» Task instructions
All lines from the one containing "In this exercise you will mark the bird's head" to the end of the entries below must be output exactly, and no other lines.

» Record extracts
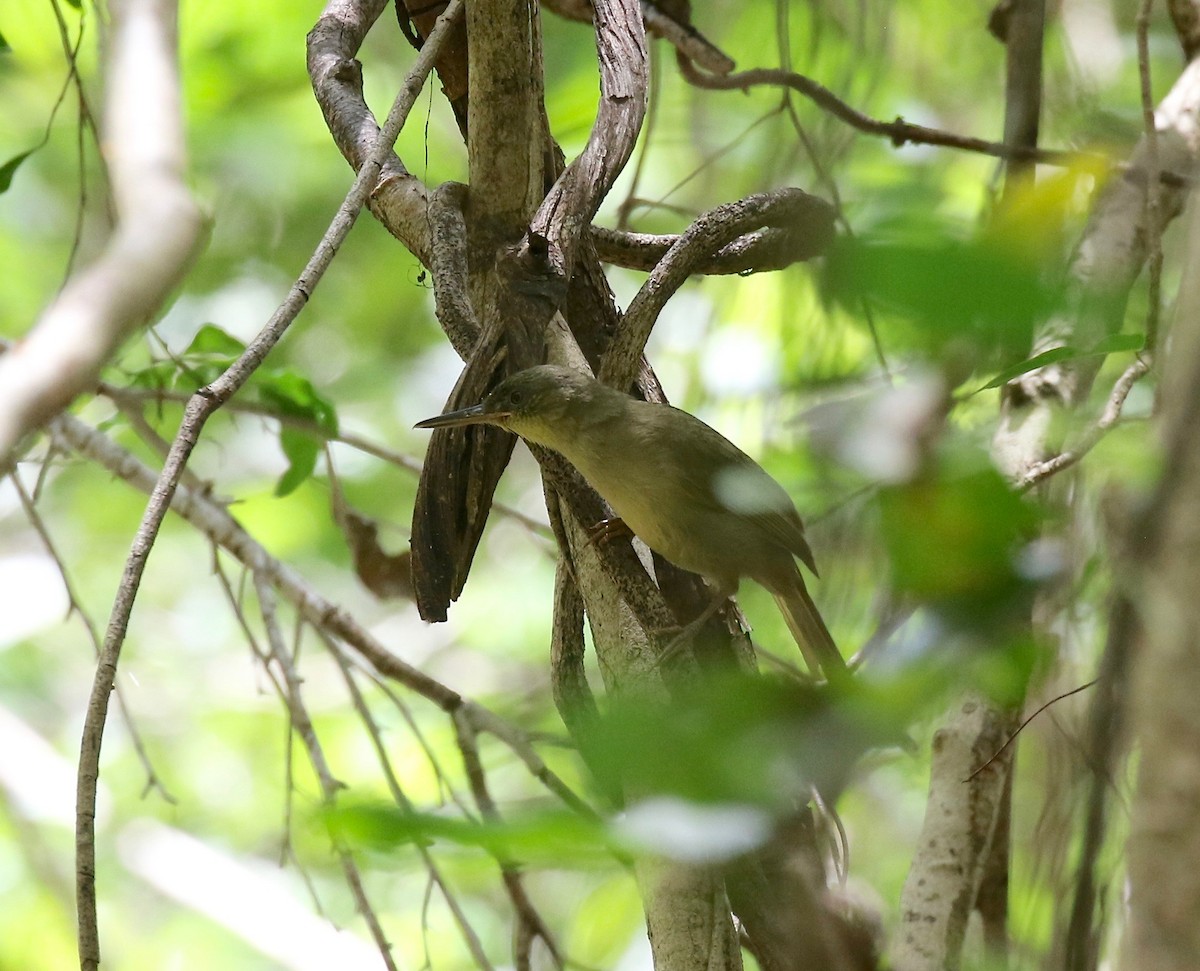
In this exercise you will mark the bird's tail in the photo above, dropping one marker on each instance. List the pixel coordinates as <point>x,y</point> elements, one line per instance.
<point>811,634</point>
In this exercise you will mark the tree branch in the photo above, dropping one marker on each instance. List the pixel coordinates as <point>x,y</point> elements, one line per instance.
<point>203,405</point>
<point>154,243</point>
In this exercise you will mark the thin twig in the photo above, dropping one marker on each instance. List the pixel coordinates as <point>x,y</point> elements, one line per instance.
<point>1109,417</point>
<point>531,923</point>
<point>1026,721</point>
<point>436,879</point>
<point>75,605</point>
<point>899,132</point>
<point>197,413</point>
<point>1152,201</point>
<point>121,396</point>
<point>301,724</point>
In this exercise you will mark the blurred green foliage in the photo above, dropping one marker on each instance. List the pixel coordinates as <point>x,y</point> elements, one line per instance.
<point>933,277</point>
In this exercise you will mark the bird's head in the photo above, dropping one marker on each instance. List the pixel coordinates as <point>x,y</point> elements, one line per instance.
<point>537,403</point>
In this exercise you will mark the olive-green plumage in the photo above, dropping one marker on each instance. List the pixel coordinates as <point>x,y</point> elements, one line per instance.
<point>685,490</point>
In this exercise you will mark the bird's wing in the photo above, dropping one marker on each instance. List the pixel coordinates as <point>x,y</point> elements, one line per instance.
<point>741,486</point>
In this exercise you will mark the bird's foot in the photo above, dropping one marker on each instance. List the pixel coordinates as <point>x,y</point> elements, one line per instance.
<point>607,531</point>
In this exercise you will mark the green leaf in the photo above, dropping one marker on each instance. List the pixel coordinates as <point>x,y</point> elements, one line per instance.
<point>552,835</point>
<point>293,394</point>
<point>10,168</point>
<point>943,297</point>
<point>1065,353</point>
<point>157,376</point>
<point>301,450</point>
<point>954,541</point>
<point>1117,342</point>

» Solution for this problem
In this exercise you will mark the bird's head in the photo above, dropping one marker on each instance. List the pixel coordinates as <point>x,y</point> elements, one line per instance.
<point>537,403</point>
In this exercise you will mark the olive-green plumage in the photo above, dropping one marker on each instance. List the pixel coordinates as <point>x,y</point> elements, one line per instance.
<point>685,490</point>
In this exercise you will mark the bird's wing in the photo above, dropping one marker on each instance. List the pixel coordinates as <point>x,y</point> elements, one line per instance.
<point>741,486</point>
In this exercise you will mark the bird's foot in the photo above, dropping one marker on each instance. List the pixel coordinates as <point>x,y</point> elements, one line per instance.
<point>607,531</point>
In this exercise you will mark the green leaf in the photo above, dropping one marker on each instance. List the pixel coordinates as <point>x,y</point> elements, one line per instance.
<point>552,835</point>
<point>293,394</point>
<point>10,168</point>
<point>943,297</point>
<point>1065,353</point>
<point>157,376</point>
<point>301,450</point>
<point>954,541</point>
<point>1117,342</point>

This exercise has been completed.